* 問題文 *
「locate: flower bud」を含む行から最後の行までを、両端の行も含め、1行を1つの文字列とするJSON配列として出力してください。空行は除いてください。

-=-=-=-=-

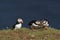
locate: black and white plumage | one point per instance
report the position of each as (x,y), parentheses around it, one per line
(18,24)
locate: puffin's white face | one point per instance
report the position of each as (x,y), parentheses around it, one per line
(20,20)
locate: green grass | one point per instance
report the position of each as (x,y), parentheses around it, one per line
(27,34)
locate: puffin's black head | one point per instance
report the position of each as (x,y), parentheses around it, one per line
(19,20)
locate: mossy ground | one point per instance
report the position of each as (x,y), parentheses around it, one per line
(28,34)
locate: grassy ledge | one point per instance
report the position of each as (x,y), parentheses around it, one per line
(27,34)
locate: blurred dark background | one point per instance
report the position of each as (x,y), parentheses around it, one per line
(10,10)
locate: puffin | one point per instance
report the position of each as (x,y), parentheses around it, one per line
(18,24)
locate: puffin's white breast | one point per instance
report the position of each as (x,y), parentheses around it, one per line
(18,26)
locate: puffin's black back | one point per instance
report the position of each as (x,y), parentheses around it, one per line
(30,23)
(13,26)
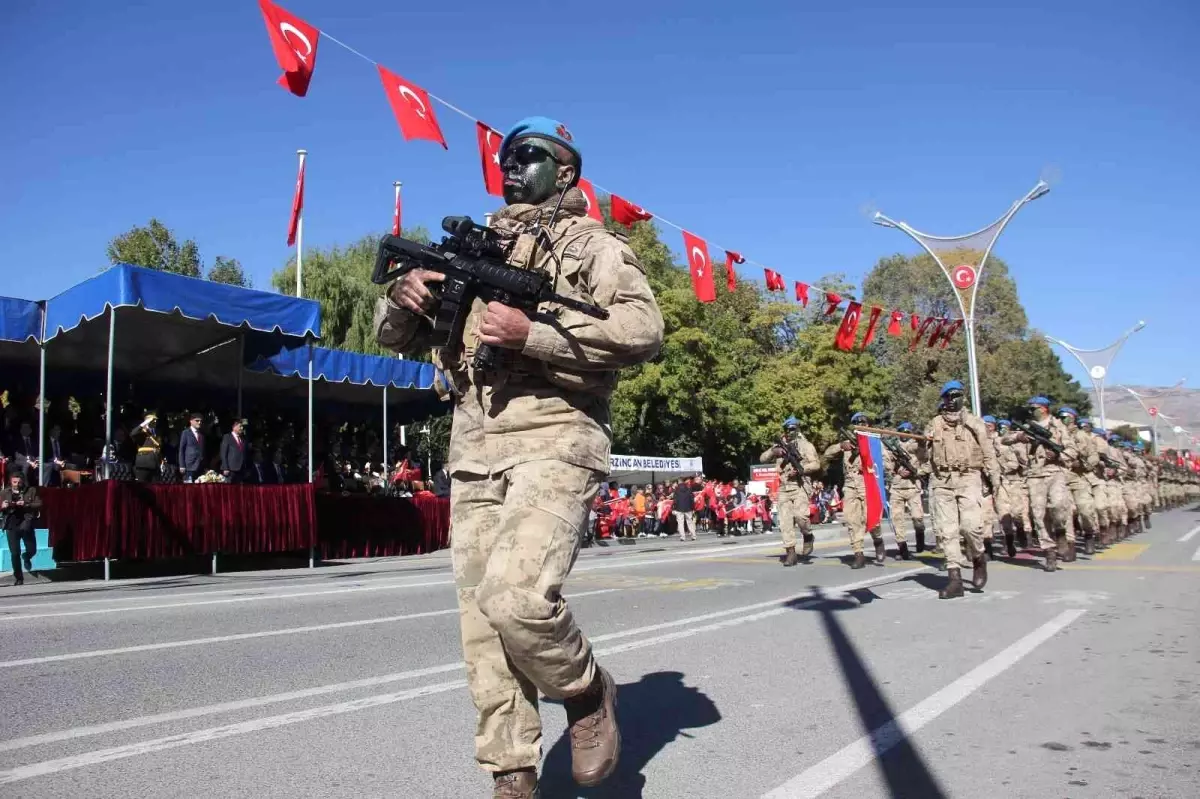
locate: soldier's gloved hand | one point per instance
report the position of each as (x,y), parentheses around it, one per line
(412,293)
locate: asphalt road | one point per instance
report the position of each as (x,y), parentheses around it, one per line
(738,678)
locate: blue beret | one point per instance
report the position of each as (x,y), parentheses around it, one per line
(543,127)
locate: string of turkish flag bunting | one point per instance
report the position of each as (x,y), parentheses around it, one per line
(294,43)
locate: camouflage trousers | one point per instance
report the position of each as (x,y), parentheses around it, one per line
(958,511)
(793,512)
(1013,503)
(905,502)
(853,514)
(1049,505)
(514,539)
(1085,504)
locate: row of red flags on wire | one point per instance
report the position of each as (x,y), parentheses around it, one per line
(294,43)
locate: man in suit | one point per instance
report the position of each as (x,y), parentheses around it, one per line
(19,505)
(233,452)
(191,449)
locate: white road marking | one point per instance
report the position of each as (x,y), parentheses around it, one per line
(628,562)
(844,763)
(777,607)
(249,636)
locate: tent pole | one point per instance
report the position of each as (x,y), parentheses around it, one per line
(241,367)
(108,398)
(312,550)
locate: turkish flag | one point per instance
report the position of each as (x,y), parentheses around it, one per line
(412,107)
(589,192)
(937,331)
(832,302)
(802,293)
(921,332)
(294,42)
(876,312)
(297,206)
(625,212)
(701,268)
(731,276)
(949,332)
(490,156)
(395,216)
(849,328)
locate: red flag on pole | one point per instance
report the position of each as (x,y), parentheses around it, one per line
(849,328)
(921,332)
(802,293)
(937,331)
(701,268)
(395,214)
(876,312)
(949,332)
(625,212)
(294,42)
(589,193)
(412,107)
(297,205)
(832,302)
(490,157)
(731,276)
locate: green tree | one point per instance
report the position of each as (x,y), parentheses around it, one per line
(229,271)
(154,246)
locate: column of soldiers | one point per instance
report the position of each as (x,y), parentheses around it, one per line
(1043,482)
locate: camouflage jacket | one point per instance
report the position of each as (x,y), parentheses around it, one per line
(551,400)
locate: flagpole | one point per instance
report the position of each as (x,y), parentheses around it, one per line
(303,155)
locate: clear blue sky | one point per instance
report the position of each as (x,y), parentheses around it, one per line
(767,127)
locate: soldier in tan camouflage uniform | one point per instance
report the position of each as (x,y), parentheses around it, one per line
(1084,464)
(528,449)
(963,460)
(905,497)
(1049,498)
(853,497)
(795,488)
(1013,498)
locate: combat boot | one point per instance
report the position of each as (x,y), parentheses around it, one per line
(1051,560)
(592,724)
(954,588)
(979,577)
(516,785)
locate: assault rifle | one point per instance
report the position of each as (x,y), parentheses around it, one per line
(475,265)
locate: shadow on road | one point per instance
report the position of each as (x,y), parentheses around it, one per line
(653,713)
(899,762)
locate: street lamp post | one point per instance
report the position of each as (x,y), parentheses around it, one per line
(1153,412)
(957,257)
(1097,362)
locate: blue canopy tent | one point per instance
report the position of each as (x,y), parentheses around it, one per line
(173,328)
(353,378)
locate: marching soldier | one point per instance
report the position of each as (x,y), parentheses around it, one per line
(961,460)
(1049,499)
(853,497)
(1083,464)
(795,487)
(905,494)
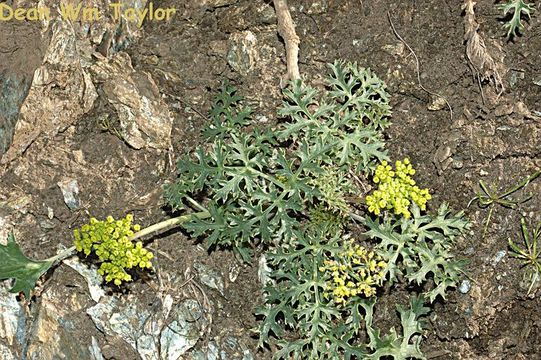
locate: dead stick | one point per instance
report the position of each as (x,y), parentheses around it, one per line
(286,29)
(418,67)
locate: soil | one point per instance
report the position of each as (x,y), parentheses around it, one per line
(491,137)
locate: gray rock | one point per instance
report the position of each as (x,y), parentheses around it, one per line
(149,333)
(223,348)
(210,277)
(145,119)
(12,318)
(95,351)
(70,191)
(242,55)
(498,257)
(52,334)
(90,274)
(5,353)
(62,89)
(465,286)
(184,331)
(219,3)
(13,91)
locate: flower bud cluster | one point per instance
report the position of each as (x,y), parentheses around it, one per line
(110,241)
(354,271)
(333,187)
(396,190)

-=-=-=-=-

* 解答 *
[
  "locate: flower bud cluster | one point per instance",
  "report the position of each as (x,y), parentheses around it, one per line",
  "(110,241)",
  "(354,271)",
  "(333,187)",
  "(396,190)"
]